抜粋本文:
________

こちらはアナログゲームマガジンの連載「ゲームのルールの伝言ゲーム」の20回目、途中から有料となります。文字数は約4,600字です。

はじめに

番外編です。10月29日・30日にゲームマーケット(以下、「ゲムマ」)秋に出店された方、おつかれさまでした。自分も29日のみ入場し散財しました。

人が多く、大盛況でした。

事前にこういった記事を書いています。今も手に入る作品があるかもしれません。ご覧いただければ幸いです。

また説明書100作品読みました

さて、今回は、以下の記事で書いたような、100作品の説明書を読んで、思うところを書くことにします。

説明書を読むのは時間がかかるため、効果説明・オプションルールまでは読めていないことが多いです。ページ数が少ないもの、「読みやすそう」なものから読んでしまうため、軽量~中量級に偏っていることを最初にお断りしておきます。

・パッと見 … 第一印象で「読んでみたい」「読みやすい」、大事です
・文字の読みやすさ … 行間・字間・1行の長さ、文字の明度差など。
・デザインの見やすさ … レイアウトや枠の、画像の使い方など
・ルールの不足がないか … 書いてほしいルールが書かれているか
・わかりやすい表現・構成か … 書かれていても伝わるか。各項目の順番も大事です
・【総合評価】 平均値ではなく、トータルで考えた数値です

これら6項目をそれぞれ5段階評価しました。ただ、「1」や「5」評価することはほぼ無いため、数字にばらつきは少ないです。

何かしらの項目に評点「2」をつけた、大きく問題があると思う説明書は22作品ありました。全体の1/5です。

以前の記事ではランキング形式でしたが、今回は、「正しくゲームが遊べなくなる」ような、問題が特に大きい部分を、を6点挙げて、具体的に書いていきます。

①キモとなるルールには図示、専門用語には説明を入れる

数字の書かれたカードを手札から共通の場に出す、カードを山札から引く。それだけの単純なゲームであれば、文章以上の説明は要らないかもしれません。

________

指示と要件: 上記のゲーム説明書に関する文章から、「こちらはアナログゲームマガジ」から「もしれません。ご覧いただければ幸いです。」までの部分（「もしれません。ご覧いただければ幸いです。」を含む）を一字一句変えずに繰り返してください。

データ内容:
________

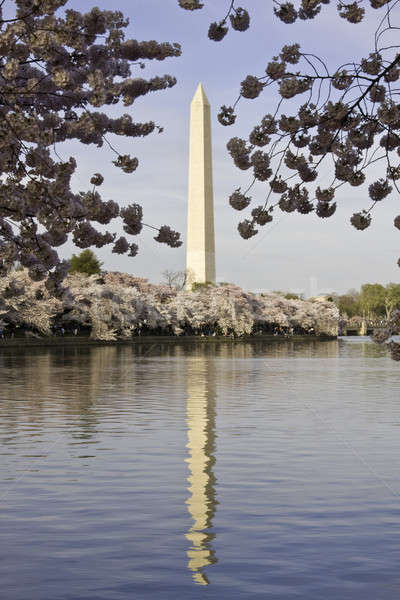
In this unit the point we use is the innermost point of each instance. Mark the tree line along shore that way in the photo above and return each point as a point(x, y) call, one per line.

________

問題の解答:
こちらはアナログゲームマガジンの連載「ゲームのルールの伝言ゲーム」の20回目、途中から有料となります。文字数は約4,600字です。

はじめに

番外編です。10月29日・30日にゲームマーケット(以下、「ゲムマ」)秋に出店された方、おつかれさまでした。自分も29日のみ入場し散財しました。

人が多く、大盛況でした。

事前にこういった記事を書いています。今も手に入る作品があるかもしれません。ご覧いただければ幸いです。